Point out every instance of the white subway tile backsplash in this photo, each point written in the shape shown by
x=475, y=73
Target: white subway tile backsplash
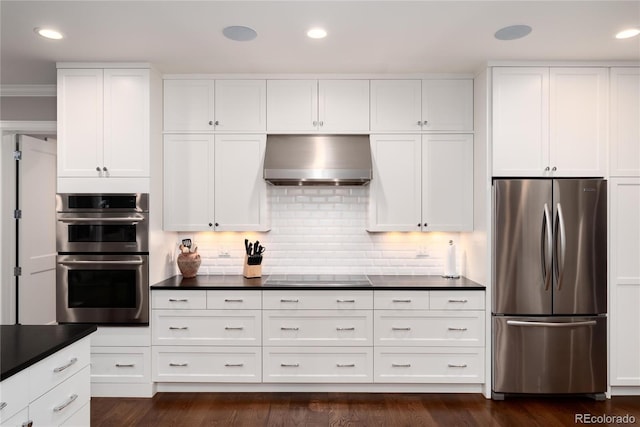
x=321, y=230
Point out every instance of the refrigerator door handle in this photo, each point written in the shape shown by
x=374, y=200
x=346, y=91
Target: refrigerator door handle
x=550, y=324
x=546, y=246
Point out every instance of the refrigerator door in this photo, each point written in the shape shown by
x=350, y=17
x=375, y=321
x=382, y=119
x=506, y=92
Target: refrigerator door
x=580, y=246
x=522, y=258
x=550, y=354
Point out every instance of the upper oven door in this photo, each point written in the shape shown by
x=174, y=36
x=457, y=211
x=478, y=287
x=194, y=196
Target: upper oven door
x=98, y=232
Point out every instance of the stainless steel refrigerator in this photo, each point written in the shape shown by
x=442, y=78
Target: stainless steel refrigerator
x=549, y=286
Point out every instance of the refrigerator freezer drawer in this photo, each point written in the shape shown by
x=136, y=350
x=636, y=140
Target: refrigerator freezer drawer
x=549, y=354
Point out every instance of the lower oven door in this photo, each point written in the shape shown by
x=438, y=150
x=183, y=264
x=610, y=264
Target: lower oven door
x=102, y=289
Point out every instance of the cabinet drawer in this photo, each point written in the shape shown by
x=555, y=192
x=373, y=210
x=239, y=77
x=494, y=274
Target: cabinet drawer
x=401, y=300
x=179, y=300
x=14, y=395
x=317, y=365
x=429, y=328
x=456, y=300
x=318, y=327
x=207, y=364
x=238, y=300
x=60, y=403
x=429, y=365
x=207, y=327
x=56, y=368
x=120, y=365
x=317, y=300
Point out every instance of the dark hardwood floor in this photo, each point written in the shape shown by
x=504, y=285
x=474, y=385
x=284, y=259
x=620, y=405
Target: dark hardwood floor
x=353, y=409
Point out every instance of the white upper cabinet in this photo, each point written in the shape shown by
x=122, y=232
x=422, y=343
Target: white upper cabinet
x=625, y=122
x=422, y=105
x=396, y=105
x=103, y=123
x=549, y=122
x=318, y=106
x=214, y=105
x=422, y=183
x=447, y=105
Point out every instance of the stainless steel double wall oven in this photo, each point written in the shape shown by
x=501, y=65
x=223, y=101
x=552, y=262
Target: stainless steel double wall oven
x=102, y=272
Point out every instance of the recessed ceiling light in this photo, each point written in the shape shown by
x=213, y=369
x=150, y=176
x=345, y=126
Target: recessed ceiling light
x=239, y=33
x=626, y=34
x=317, y=33
x=512, y=32
x=48, y=33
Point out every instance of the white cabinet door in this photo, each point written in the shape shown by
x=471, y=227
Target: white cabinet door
x=188, y=105
x=625, y=122
x=395, y=203
x=447, y=105
x=447, y=182
x=624, y=281
x=80, y=122
x=343, y=105
x=126, y=122
x=520, y=109
x=240, y=190
x=240, y=105
x=292, y=105
x=578, y=110
x=188, y=182
x=396, y=105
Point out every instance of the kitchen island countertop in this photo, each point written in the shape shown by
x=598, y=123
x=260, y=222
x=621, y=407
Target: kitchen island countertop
x=384, y=282
x=24, y=345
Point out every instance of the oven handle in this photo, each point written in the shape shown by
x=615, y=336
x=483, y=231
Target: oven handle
x=126, y=262
x=98, y=220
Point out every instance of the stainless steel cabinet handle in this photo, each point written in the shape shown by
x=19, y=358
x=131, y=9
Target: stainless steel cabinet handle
x=68, y=402
x=63, y=367
x=550, y=324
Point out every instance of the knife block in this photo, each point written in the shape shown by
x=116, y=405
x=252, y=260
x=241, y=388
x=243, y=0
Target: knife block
x=251, y=271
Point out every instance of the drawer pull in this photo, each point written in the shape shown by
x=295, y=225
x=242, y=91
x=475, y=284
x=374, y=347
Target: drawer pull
x=68, y=402
x=63, y=367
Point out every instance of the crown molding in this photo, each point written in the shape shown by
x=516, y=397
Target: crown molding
x=28, y=90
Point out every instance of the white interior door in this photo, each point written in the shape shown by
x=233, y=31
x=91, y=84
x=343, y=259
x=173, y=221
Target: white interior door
x=37, y=237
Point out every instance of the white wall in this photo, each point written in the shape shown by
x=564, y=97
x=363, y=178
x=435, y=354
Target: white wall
x=321, y=230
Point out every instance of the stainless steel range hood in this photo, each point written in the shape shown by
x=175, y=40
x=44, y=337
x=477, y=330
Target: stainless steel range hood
x=317, y=160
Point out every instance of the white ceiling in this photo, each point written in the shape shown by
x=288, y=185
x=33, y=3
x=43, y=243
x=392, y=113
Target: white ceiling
x=364, y=36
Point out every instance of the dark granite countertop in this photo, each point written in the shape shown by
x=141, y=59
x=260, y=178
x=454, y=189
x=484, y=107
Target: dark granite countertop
x=388, y=282
x=24, y=345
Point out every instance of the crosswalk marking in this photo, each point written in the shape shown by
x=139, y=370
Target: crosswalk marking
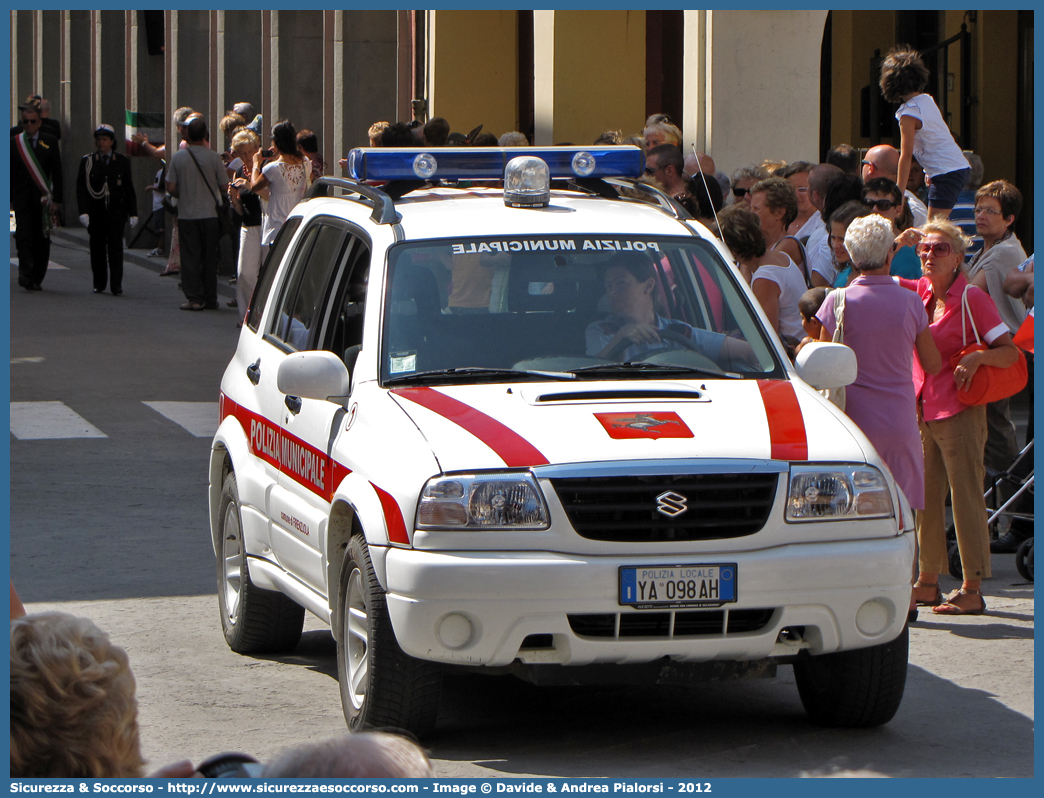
x=39, y=421
x=197, y=418
x=50, y=264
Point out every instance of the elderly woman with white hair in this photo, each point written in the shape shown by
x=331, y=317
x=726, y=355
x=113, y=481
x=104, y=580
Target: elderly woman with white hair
x=883, y=323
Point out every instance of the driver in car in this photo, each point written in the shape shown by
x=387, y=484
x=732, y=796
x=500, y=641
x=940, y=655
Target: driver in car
x=635, y=330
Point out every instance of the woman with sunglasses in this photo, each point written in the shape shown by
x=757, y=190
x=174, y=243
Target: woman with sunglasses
x=883, y=324
x=952, y=433
x=883, y=197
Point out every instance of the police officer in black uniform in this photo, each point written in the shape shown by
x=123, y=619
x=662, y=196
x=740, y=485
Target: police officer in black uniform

*What is being asked:* Copy the records from the line with "Point out every instance of the elderly" through the end of the records, requests included. Lower every coordinate in the answers by 120, and leave the requests and their sample points unchanged.

*Correct result:*
Point out every instance of the elderly woman with white hair in this photo, each point written in the shape shown by
x=331, y=317
x=726, y=355
x=113, y=481
x=104, y=580
Target: elderly woman with white hair
x=763, y=203
Point out every instance of the driver in car in this photo, each point written in the shape shown by
x=387, y=484
x=732, y=796
x=500, y=641
x=940, y=655
Target: driver in car
x=515, y=210
Point out every instance of the woman with sunglasses in this photo, each point written in the shape shown by
x=757, y=190
x=174, y=243
Target: woman with sunglasses
x=763, y=204
x=832, y=313
x=763, y=77
Point out every instance of the police officer in black uniform in this photo, each point written in the shape shown by
x=123, y=619
x=662, y=196
x=740, y=485
Target: police officer in black uniform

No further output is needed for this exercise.